## [Exercise goal]
Nothing in the data should change when you return it, but leave the pictures out.

## [Working data]

============================================================

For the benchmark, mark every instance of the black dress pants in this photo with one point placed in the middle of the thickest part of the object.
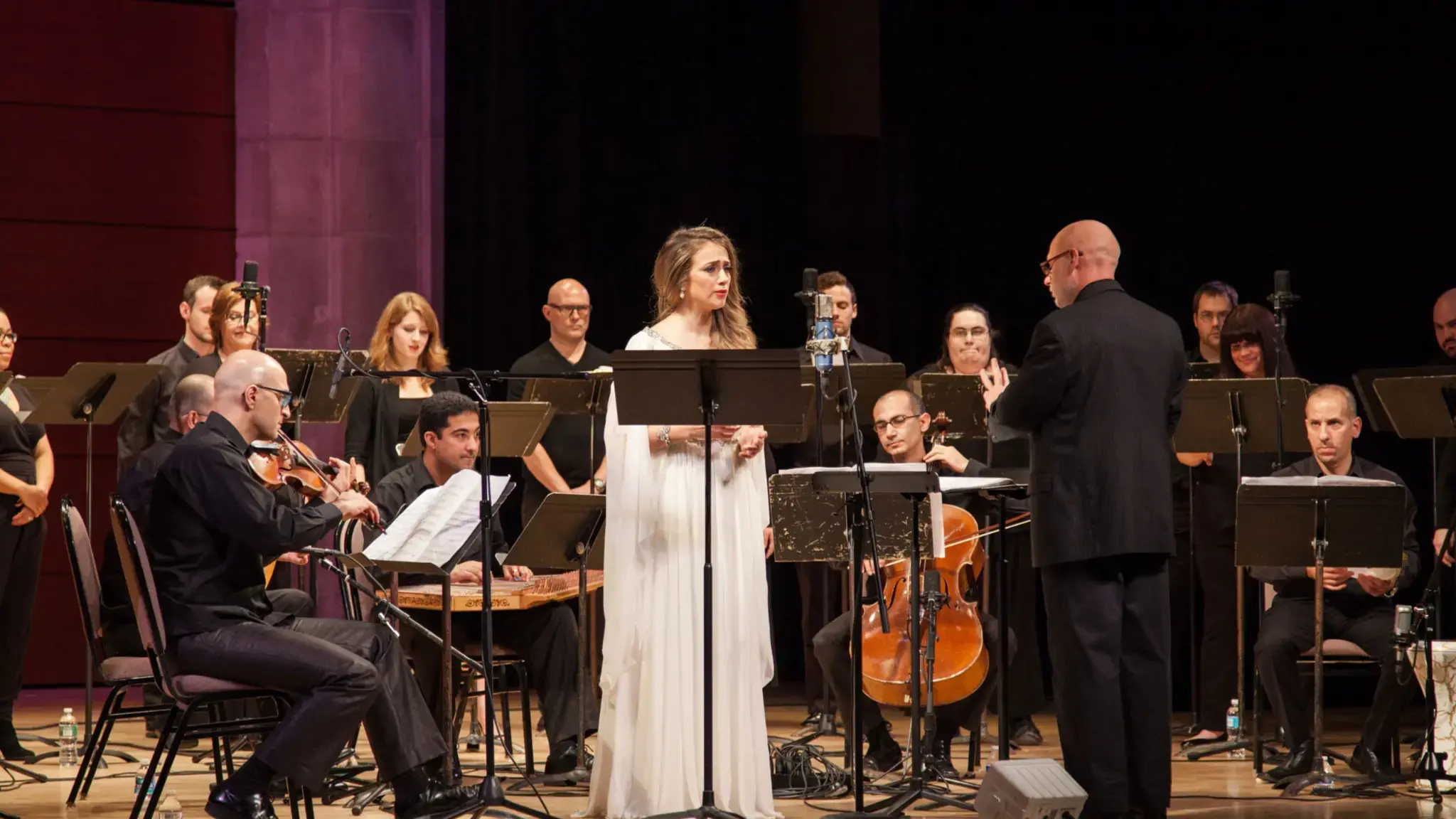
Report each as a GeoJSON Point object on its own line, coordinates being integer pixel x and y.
{"type": "Point", "coordinates": [813, 577]}
{"type": "Point", "coordinates": [543, 636]}
{"type": "Point", "coordinates": [1025, 692]}
{"type": "Point", "coordinates": [19, 579]}
{"type": "Point", "coordinates": [1289, 631]}
{"type": "Point", "coordinates": [340, 672]}
{"type": "Point", "coordinates": [119, 638]}
{"type": "Point", "coordinates": [832, 651]}
{"type": "Point", "coordinates": [1107, 631]}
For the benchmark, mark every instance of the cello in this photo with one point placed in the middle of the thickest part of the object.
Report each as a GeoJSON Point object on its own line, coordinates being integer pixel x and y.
{"type": "Point", "coordinates": [961, 660]}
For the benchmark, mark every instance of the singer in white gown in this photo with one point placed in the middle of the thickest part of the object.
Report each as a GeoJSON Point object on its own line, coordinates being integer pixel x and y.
{"type": "Point", "coordinates": [650, 748]}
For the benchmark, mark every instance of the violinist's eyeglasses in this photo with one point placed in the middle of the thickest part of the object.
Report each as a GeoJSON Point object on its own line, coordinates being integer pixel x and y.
{"type": "Point", "coordinates": [284, 397]}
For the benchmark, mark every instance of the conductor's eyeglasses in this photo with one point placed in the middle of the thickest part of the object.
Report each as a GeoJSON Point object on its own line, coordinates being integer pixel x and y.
{"type": "Point", "coordinates": [896, 422]}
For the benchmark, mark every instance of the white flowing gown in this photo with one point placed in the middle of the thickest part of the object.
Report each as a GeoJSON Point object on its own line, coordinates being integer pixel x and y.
{"type": "Point", "coordinates": [650, 748]}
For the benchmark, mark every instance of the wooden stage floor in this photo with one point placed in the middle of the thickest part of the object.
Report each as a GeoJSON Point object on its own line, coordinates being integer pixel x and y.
{"type": "Point", "coordinates": [1204, 788]}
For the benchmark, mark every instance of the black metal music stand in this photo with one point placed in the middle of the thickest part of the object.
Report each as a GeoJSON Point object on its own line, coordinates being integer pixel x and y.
{"type": "Point", "coordinates": [567, 532]}
{"type": "Point", "coordinates": [1236, 416]}
{"type": "Point", "coordinates": [707, 387]}
{"type": "Point", "coordinates": [91, 394]}
{"type": "Point", "coordinates": [1286, 522]}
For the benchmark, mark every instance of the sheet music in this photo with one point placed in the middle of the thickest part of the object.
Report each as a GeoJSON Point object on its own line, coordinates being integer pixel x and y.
{"type": "Point", "coordinates": [439, 522]}
{"type": "Point", "coordinates": [1311, 481]}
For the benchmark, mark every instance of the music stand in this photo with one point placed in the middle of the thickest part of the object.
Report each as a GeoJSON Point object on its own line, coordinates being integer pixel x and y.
{"type": "Point", "coordinates": [1236, 416]}
{"type": "Point", "coordinates": [567, 532]}
{"type": "Point", "coordinates": [1300, 520]}
{"type": "Point", "coordinates": [1420, 402]}
{"type": "Point", "coordinates": [91, 394]}
{"type": "Point", "coordinates": [705, 388]}
{"type": "Point", "coordinates": [575, 397]}
{"type": "Point", "coordinates": [518, 423]}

============================================================

## [Exercise solution]
For the benchmark, mark every instance of the black dress pants in this photo with one point placed in the middle of the thickest part of the object.
Report each as a GeoJSON Point object on its own line, coordinates being integer pixel x and y.
{"type": "Point", "coordinates": [813, 577]}
{"type": "Point", "coordinates": [543, 636]}
{"type": "Point", "coordinates": [1025, 692]}
{"type": "Point", "coordinates": [19, 579]}
{"type": "Point", "coordinates": [1289, 631]}
{"type": "Point", "coordinates": [340, 672]}
{"type": "Point", "coordinates": [119, 638]}
{"type": "Point", "coordinates": [832, 651]}
{"type": "Point", "coordinates": [1107, 631]}
For the benchmark, mark every instance of the cello in this photo with one point placed in the middle of the thickest part of the object.
Report each as a GeoJSON Point object on its own line, coordinates being integer pixel x and y.
{"type": "Point", "coordinates": [961, 660]}
For the benchmark, mark every instance of the singer in white gown in this photo with one point placed in the middle of the thickest part of the object.
Report each as a GeoJSON Point object on its own line, coordinates being integer pixel x and y.
{"type": "Point", "coordinates": [650, 748]}
For the benchmark, mark every instance of the violinist's eyeglasses in this photo with one point placed in the middle of the thickest part of the object.
Report each as a GeoJSON Point object on its own line, coordinates being integer pixel x and y.
{"type": "Point", "coordinates": [284, 397]}
For the benchmark, mark every instance of the conductor's eyeglasses in this photo with one point placed in the middle of the thickest part of the object.
Report each as a GeoJSON Point object on its own line, coordinates being integer pixel x and y.
{"type": "Point", "coordinates": [896, 422]}
For the benchmark, mark every instance of the white flowing gown in this photo with one point placed in the middle of the thickest part of the object.
Report each as a GeoJSON Point object on its own line, coordinates being integer pixel x and y.
{"type": "Point", "coordinates": [650, 748]}
For the benchmark, mark every instance of the wooden stage floor in this photo with one point placed in the middle of the thickest part of the object.
Report each as a GeoJSON Point object on its own line, coordinates being integer pixel x and y.
{"type": "Point", "coordinates": [1204, 788]}
For the benchmark, mark every instance of the black metal music stand in this photo with one point placed in the middle of the thickest part of the object.
Report each as a GeoJSON Point object on its own line, coordinates being integer pixel x and y.
{"type": "Point", "coordinates": [567, 532]}
{"type": "Point", "coordinates": [1236, 416]}
{"type": "Point", "coordinates": [707, 387]}
{"type": "Point", "coordinates": [91, 394]}
{"type": "Point", "coordinates": [1286, 522]}
For the benchmark, mark every instance of the sheet music in this photo with one point placed in the middle of the thickest part of the object.
Report each as a GeoJSON Point object on its own line, coordinates being integer pixel x and y.
{"type": "Point", "coordinates": [439, 522]}
{"type": "Point", "coordinates": [1311, 481]}
For the benchmark, mark every instance of the music stand in this photo with one point placed in the middle of the thickest part of the object.
Report each as a GeoJSON Point object on its own line, coordinates being integer pixel x and y.
{"type": "Point", "coordinates": [1236, 416]}
{"type": "Point", "coordinates": [567, 532]}
{"type": "Point", "coordinates": [1300, 520]}
{"type": "Point", "coordinates": [1420, 402]}
{"type": "Point", "coordinates": [91, 394]}
{"type": "Point", "coordinates": [705, 388]}
{"type": "Point", "coordinates": [575, 397]}
{"type": "Point", "coordinates": [518, 423]}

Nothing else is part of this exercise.